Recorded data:
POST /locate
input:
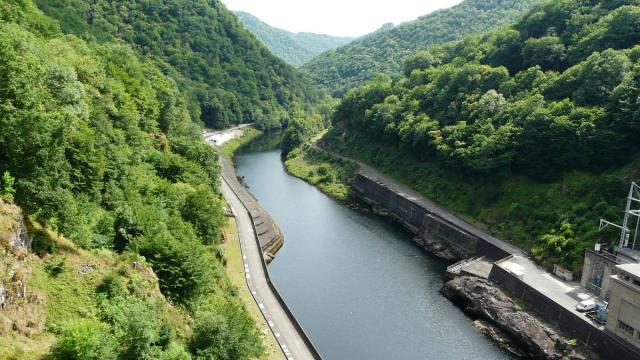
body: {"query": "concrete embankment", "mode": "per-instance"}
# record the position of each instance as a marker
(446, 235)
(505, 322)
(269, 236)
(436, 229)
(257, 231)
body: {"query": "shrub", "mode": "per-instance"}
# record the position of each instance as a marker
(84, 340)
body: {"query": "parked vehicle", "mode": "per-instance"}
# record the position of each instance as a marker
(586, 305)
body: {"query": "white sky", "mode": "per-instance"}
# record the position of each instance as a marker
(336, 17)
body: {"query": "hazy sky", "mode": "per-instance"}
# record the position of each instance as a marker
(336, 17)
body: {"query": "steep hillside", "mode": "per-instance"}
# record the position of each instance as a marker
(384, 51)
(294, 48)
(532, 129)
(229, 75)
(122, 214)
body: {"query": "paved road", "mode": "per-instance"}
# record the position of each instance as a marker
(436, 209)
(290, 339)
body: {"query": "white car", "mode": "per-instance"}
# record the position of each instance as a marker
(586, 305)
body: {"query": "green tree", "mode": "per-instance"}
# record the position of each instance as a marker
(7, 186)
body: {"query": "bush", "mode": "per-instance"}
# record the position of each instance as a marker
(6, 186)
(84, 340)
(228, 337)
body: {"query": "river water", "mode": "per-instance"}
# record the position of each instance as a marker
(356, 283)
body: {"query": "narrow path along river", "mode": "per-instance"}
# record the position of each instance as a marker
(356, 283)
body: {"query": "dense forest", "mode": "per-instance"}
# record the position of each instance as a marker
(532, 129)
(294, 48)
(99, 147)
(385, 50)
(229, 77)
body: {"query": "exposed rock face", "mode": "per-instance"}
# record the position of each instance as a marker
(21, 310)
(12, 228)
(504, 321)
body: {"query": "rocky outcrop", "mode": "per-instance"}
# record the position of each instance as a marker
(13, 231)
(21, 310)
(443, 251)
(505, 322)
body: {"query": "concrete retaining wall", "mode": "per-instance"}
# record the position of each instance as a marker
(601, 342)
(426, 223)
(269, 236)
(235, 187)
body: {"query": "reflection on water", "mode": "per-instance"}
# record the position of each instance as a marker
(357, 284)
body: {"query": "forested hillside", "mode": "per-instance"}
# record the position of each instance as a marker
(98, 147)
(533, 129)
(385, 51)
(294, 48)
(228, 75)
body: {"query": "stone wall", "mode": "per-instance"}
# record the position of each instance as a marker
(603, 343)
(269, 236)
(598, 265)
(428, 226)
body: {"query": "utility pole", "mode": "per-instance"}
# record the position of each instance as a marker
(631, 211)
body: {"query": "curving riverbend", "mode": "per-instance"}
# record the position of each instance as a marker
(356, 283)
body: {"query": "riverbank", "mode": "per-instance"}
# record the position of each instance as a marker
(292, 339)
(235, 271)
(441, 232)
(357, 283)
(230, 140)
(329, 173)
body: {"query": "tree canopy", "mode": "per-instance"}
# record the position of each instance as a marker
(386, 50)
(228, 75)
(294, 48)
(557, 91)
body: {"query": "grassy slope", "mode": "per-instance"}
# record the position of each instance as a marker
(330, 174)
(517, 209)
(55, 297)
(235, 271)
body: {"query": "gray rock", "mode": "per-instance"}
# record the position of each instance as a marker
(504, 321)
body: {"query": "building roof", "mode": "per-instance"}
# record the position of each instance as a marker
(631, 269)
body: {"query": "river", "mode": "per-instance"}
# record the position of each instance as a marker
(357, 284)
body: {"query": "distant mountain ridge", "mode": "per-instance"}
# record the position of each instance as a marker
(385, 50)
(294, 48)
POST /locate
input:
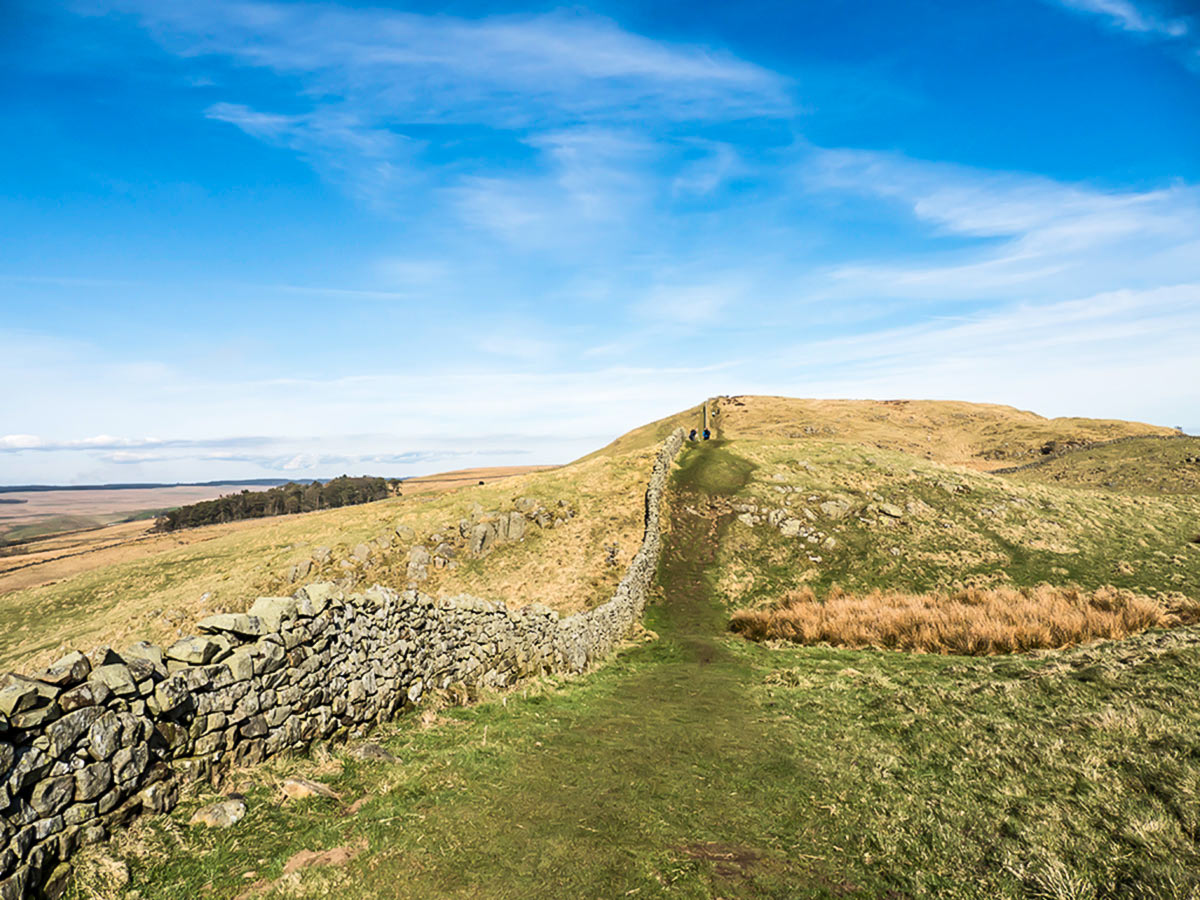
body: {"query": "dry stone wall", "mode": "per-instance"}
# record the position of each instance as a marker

TO DO => Leave out the pictures and transcribe everything else exactly.

COMPLETE ANSWER =>
POST /locate
input:
body: {"query": "concrete embankment", "mode": "per-instance"}
# record the position of each instance as a marker
(446, 235)
(505, 322)
(269, 236)
(436, 229)
(257, 231)
body: {"query": "shrub", "mode": "per-instance"}
# record the position of each instance as a marker
(84, 340)
body: {"query": "parked vehicle", "mode": "per-instance"}
# record the position of each instance as a marker
(586, 305)
body: {"query": "white sky", "mode": "per-instance"}
# record the position of each instance as a marker
(336, 17)
body: {"query": "hazy sky", "mode": "per-instance"}
# record the position of each instance as a marker
(336, 17)
body: {"query": "steep hillside", "mode": "per-instance"}
# record the position of each instance as a marker
(384, 51)
(294, 48)
(532, 129)
(229, 75)
(122, 214)
body: {"query": "paved road", "mode": "per-instance"}
# record the position of each instance as a marker
(436, 209)
(290, 339)
body: {"query": "white car", "mode": "per-instance"}
# record the position of each instance as a marker
(586, 305)
body: {"query": "green tree", "mode": "per-instance"}
# record the position of each instance as a marker
(7, 186)
body: {"query": "bush", "mode": "per-instance"}
# record the position of each instance as a marker
(6, 186)
(84, 340)
(228, 337)
body: {"query": "river water", "mode": "per-instance"}
# record the position of each instance as a marker
(356, 283)
body: {"query": "narrow path along river", "mode": "per-instance"}
# record the position of each instance as a marker
(356, 283)
body: {"query": "dense forest", "mode": "per-instance"}
# record the position of each instance as a marker
(532, 129)
(294, 48)
(99, 147)
(385, 50)
(229, 77)
body: {"query": "exposed rock face", "mode": "per-instance"}
# record the position of each instance as a marker
(21, 310)
(12, 228)
(504, 321)
body: {"query": "rocky outcrop", "mode": "per-instance"}
# record the position of each instance as a marker
(13, 231)
(21, 310)
(443, 251)
(505, 322)
body: {"query": "concrete retaining wall", "mode": "per-instance"}
# record the position of each instance as a marker
(601, 342)
(426, 223)
(269, 236)
(235, 187)
body: {"query": "reflection on water", "mode": "per-instance"}
# record the position of each instance as a marker
(357, 284)
body: {"query": "forested hillside", "mode": "per-instance"}
# record the position of each instance as a marker
(98, 147)
(533, 129)
(385, 51)
(294, 48)
(228, 75)
body: {"query": "stone wall", "mode": "per-instance"}
# record the position of each instance as a marker
(603, 343)
(269, 236)
(598, 265)
(428, 226)
body: {"query": "utility pole", "mode": "per-instance"}
# record the position of each instance as a marker
(631, 211)
body: {"query": "curving riverbend", "mode": "per-instance"}
# record the position of each instance as a marker
(356, 283)
body: {"query": "riverbank", "mode": "per-instance"}
# record the position of each instance as a marker
(292, 339)
(235, 271)
(441, 232)
(357, 283)
(230, 140)
(329, 173)
body: {"query": "tree canopy", "mode": "per-instance"}
# record the position of each instance as a marker
(386, 50)
(228, 75)
(294, 48)
(557, 91)
body: {"query": "grassy slope", "mode": "per-instance"}
# record the position of each instance as a marker
(330, 174)
(517, 209)
(55, 297)
(235, 271)
body: {"query": "gray rock", "mode": "per-instance"}
# record the position of each instance as a marker
(504, 321)
body: {"query": "building roof", "mode": "per-instance"}
# record the position of each instance as a marker
(631, 269)
body: {"query": "river", "mode": "per-instance"}
# record the position of each instance as a marker
(357, 284)
body: {"query": "distant mountain ridge", "mode": "per-instance"}
# record the position of each instance as a marker
(385, 50)
(294, 48)
POST /locate
input:
body: {"query": "dry stone wall", "mode": "per-instance"}
# record the position of each instance as a marker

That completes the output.